Exercise description: Output all of the data below exactly as given.

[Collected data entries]
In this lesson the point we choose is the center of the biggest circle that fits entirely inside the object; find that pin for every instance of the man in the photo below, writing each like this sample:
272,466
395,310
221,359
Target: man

Answer to the exercise:
In this lesson the point we choose is the center of the biggest circle that fits entirely inside the object; find that pin for every instance of the man in the photo below, writing each like this sample:
272,466
395,310
221,359
Target: man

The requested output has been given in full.